ここで説明している規定は、国家公務員法110条1項17号(何人たるを問わず第98条第2項前段に規定する違法な行為の遂行を共謀し、そそのかし、若しくはあおり、又はこれらの行為を企てた者)は3年以下の懲役又は10万円以下の罰金、競馬法32条の6(競馬においてその公正を害すべき方法による競走を共謀した者)は2年以下の懲役又は百万円以下の罰金)、軽犯罪法1条29号(他人の身体に対して害を加えることを共謀した者の誰かがその共謀に係る行為の予備行為をした場合における共謀者)は拘留または科料、自転車競技法28条(競輪においてその公正を害すべき方法による競走を共謀した者は、2年以下の懲役又は百万円以下の罰金)となっています。

• _課題一覧_:
a - 次の(i)〜(iii)は原文の内容と合っているか。それぞれ「はい」か「いいえ」で答え、判断の決め手となる原文の語句を一字も変えずに引用せよ。
(i) 軽犯罪法1条29号の刑は拘留または科料である。
(ii) 競馬法32条の6の罰金の上限は10万円である。
(iii) 国家公務員法110条1項17号の懲役の上限は3年である。
b - 原文のうち、「ここで説明している規定は、国」を含む箇所から始めて「以下の罰金)となっています。」の後までを、そのまま書き写せ。

• _データ_:
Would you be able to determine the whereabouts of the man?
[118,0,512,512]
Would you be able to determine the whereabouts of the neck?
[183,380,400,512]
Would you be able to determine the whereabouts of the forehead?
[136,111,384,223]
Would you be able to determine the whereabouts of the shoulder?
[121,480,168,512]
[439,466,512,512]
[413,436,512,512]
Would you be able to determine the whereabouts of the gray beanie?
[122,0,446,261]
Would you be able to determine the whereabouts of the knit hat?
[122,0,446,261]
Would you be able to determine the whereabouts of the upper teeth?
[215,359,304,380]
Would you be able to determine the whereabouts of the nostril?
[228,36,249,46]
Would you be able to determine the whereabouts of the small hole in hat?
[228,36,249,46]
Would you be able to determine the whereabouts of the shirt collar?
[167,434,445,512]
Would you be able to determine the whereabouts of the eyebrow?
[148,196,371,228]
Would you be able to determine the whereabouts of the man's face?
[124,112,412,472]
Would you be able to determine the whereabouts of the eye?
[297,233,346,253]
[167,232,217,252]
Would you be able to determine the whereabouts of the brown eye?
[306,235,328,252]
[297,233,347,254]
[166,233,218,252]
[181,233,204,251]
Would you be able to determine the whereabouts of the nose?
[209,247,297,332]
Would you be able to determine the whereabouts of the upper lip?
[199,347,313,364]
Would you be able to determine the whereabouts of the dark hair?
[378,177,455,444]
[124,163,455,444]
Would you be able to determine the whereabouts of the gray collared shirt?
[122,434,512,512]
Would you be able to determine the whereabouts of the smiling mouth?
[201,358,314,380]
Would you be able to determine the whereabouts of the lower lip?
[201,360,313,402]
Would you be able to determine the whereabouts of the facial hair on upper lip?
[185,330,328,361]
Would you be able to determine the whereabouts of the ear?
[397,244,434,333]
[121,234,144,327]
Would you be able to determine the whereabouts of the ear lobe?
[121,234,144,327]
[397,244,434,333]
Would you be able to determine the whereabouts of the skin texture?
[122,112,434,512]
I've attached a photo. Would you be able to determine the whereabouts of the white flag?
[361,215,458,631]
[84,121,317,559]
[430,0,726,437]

• _解答一覧_:
a -
(i) はい。「軽犯罪法1条29号(他人の身体に対して害を加えることを共謀した者の誰かがその共謀に係る行為の予備行為をした場合における共謀者)は拘留または科料」
(ii) いいえ。「競馬法32条の6(競馬においてその公正を害すべき方法による競走を共謀した者)は2年以下の懲役又は百万円以下の罰金」
(iii) はい。「3年以下の懲役又は10万円以下の罰金」

b -
ここで説明している規定は、国家公務員法110条1項17号(何人たるを問わず第98条第2項前段に規定する違法な行為の遂行を共謀し、そそのかし、若しくはあおり、又はこれらの行為を企てた者)は3年以下の懲役又は10万円以下の罰金、競馬法32条の6(競馬においてその公正を害すべき方法による競走を共謀した者)は2年以下の懲役又は百万円以下の罰金)、軽犯罪法1条29号(他人の身体に対して害を加えることを共謀した者の誰かがその共謀に係る行為の予備行為をした場合における共謀者)は拘留または科料、自転車競技法28条(競輪においてその公正を害すべき方法による競走を共謀した者は、2年以下の懲役又は百万円以下の罰金)となっています。